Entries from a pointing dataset
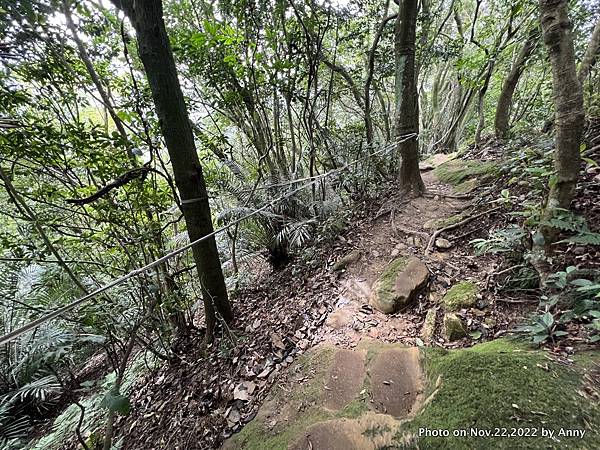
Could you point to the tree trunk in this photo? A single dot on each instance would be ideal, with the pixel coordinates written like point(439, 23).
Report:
point(157, 58)
point(510, 84)
point(568, 102)
point(407, 109)
point(590, 54)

What you need to do
Reproduce every line of the listing except the pictures, keeping the requests. Scale each point coordinate in the answers by 1.6, rounding to whole numbers with halves going up, and leave the numbers in the requests unchanged.

Task answer
Could you point to the tree trunk in this photo? A single dot on each instance would be ideal, with the pixel coordinates written like point(439, 23).
Report:
point(251, 93)
point(816, 134)
point(909, 163)
point(651, 174)
point(944, 86)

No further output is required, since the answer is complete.